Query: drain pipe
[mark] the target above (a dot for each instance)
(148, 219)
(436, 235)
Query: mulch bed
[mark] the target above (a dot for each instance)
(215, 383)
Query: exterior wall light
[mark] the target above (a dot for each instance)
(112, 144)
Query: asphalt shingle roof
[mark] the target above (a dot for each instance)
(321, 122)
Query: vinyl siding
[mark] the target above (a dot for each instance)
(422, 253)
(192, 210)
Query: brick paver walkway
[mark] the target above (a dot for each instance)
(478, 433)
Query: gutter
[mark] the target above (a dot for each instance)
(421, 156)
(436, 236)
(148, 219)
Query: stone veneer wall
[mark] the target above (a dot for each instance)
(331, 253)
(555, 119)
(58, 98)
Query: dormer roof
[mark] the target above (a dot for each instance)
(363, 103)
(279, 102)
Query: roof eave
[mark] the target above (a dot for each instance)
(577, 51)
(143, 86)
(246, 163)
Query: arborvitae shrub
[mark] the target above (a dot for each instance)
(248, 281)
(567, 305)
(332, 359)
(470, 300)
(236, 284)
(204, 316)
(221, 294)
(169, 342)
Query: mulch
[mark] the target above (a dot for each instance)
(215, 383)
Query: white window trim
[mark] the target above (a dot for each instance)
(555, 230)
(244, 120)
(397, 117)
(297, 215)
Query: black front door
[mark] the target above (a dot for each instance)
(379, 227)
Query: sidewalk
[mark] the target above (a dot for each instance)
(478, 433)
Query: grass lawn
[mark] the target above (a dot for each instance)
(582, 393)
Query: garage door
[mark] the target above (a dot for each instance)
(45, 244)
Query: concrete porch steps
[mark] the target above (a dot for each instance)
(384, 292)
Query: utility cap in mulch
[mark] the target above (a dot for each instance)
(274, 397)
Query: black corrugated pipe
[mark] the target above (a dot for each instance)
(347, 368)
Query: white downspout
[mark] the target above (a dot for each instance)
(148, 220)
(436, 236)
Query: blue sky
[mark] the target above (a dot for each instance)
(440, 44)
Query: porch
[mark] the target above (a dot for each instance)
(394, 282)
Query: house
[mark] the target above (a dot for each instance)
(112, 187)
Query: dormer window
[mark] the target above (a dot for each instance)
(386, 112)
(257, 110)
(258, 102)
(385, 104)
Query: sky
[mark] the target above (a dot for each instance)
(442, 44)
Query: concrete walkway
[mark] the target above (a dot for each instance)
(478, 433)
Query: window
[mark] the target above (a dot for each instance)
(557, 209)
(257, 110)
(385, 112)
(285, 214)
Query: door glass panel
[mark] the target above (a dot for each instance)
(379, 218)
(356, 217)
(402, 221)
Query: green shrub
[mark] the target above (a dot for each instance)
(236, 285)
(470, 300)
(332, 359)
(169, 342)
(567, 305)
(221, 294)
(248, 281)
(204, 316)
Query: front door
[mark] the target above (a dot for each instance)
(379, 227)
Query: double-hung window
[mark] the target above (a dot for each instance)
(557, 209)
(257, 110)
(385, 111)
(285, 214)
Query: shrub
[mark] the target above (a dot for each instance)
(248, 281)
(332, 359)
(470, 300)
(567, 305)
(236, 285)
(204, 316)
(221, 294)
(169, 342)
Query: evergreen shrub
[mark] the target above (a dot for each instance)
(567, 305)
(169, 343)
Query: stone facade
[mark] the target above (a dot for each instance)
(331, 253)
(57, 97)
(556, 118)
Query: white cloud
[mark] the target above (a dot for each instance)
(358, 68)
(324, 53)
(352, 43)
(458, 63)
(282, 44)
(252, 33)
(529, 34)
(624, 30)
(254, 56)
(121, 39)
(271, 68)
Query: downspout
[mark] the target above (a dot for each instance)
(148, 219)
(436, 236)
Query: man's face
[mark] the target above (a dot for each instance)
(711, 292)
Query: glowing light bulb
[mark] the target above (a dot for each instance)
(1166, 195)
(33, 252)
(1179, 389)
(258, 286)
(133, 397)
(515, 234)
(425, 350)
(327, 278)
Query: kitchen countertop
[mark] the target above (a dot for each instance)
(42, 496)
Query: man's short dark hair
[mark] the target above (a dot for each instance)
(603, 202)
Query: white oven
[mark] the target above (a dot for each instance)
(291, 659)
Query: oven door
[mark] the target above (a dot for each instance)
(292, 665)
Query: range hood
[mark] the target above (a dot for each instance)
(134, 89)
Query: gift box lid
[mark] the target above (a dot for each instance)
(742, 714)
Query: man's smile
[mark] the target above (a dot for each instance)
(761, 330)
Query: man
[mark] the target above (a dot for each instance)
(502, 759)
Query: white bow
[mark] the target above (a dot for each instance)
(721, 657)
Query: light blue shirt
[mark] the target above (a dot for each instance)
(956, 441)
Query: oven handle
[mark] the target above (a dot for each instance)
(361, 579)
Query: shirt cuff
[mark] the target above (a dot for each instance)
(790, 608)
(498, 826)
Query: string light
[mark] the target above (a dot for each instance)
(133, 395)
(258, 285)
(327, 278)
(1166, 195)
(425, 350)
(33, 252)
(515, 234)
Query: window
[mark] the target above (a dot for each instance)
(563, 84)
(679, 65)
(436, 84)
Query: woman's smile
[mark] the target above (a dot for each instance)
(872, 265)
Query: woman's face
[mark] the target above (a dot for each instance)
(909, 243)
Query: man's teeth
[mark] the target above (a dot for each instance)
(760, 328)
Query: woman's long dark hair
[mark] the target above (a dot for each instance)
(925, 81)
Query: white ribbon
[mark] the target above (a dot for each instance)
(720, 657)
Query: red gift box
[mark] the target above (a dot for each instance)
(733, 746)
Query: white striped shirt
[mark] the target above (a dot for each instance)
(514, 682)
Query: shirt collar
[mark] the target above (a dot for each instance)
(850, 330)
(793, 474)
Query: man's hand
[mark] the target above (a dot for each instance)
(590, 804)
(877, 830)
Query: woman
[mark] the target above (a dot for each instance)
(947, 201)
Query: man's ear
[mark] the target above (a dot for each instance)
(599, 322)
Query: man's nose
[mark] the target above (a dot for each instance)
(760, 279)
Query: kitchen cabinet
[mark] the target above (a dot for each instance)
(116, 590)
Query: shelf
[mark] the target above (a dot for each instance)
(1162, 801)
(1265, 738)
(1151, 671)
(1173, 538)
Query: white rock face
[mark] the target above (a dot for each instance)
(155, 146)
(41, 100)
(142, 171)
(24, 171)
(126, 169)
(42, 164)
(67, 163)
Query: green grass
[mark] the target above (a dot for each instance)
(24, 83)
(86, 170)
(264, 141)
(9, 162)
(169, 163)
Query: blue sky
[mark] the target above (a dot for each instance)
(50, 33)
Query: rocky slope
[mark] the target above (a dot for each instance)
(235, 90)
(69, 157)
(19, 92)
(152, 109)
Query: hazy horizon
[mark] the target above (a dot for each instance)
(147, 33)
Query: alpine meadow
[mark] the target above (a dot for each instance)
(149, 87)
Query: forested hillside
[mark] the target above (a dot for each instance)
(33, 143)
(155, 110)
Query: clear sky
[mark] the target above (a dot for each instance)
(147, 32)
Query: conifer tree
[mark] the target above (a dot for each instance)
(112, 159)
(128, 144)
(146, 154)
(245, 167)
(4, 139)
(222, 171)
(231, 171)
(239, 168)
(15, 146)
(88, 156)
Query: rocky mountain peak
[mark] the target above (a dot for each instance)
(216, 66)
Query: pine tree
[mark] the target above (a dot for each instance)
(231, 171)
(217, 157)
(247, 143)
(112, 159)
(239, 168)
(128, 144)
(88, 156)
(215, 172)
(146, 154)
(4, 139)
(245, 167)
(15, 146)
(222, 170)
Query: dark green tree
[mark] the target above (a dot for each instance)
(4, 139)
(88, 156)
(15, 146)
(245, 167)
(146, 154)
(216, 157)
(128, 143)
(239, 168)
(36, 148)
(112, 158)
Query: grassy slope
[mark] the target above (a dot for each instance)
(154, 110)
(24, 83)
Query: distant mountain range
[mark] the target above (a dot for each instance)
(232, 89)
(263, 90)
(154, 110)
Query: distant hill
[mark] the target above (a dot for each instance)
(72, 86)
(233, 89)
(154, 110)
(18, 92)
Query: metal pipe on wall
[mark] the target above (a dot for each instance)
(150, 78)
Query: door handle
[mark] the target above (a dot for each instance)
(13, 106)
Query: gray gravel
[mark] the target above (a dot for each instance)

= = =

Will you return exactly the lines above from the one with "Query: grass lawn" down to the one with "Query: white cloud", counting both as part of the range?

- COMPLETED TASK:
Query: grass lawn
[mark] the target above (a dot for each instance)
(582, 393)
Query: garage door
[mark] the target above (a dot for each instance)
(45, 244)
Query: concrete porch steps
[mark] the target above (a dot for each instance)
(384, 292)
Query: utility cap in mulch
[mark] the target above (a dot for each instance)
(274, 397)
Query: black corrugated pipe
[mark] the target above (a dot for each instance)
(347, 368)
Query: white downspout
[mark] the target above (a dot for each instance)
(148, 220)
(436, 236)
Query: blue sky
[mark] the target above (a dot for each instance)
(440, 44)
Query: porch
[mark] the target above (a dot for each instance)
(394, 282)
Query: house
[mark] the target above (a dot for each instance)
(112, 187)
Query: dormer window
[mark] the target above (a dot for each instance)
(386, 112)
(257, 110)
(258, 102)
(385, 104)
Query: sky
[mark] the target above (a dot for each instance)
(442, 44)
Query: concrete walkway
[mark] the target above (a dot for each instance)
(478, 433)
Query: window
[mark] the target above (a dot for each instance)
(557, 209)
(257, 110)
(385, 112)
(285, 214)
Query: door glass panel
[mark] the target above (a dot for each instance)
(379, 218)
(356, 217)
(402, 221)
Query: green shrub
[mark] the target above (a dot for each instance)
(236, 285)
(470, 300)
(332, 359)
(169, 342)
(567, 305)
(221, 294)
(248, 281)
(204, 316)
Query: front door
[mark] the target above (a dot for each instance)
(379, 227)
Query: double-hung window
[mark] the target above (a dot for each instance)
(557, 209)
(257, 110)
(385, 111)
(285, 214)
Query: shrub
[mark] the target above (a dot for each instance)
(248, 281)
(332, 359)
(470, 300)
(567, 305)
(236, 285)
(204, 316)
(221, 294)
(169, 342)
Query: evergreen shrub
[mark] the target above (a dot for each instance)
(567, 305)
(169, 343)
Query: stone facade
[mark] the target above (a dot for each instance)
(331, 253)
(57, 97)
(556, 118)
Query: white cloud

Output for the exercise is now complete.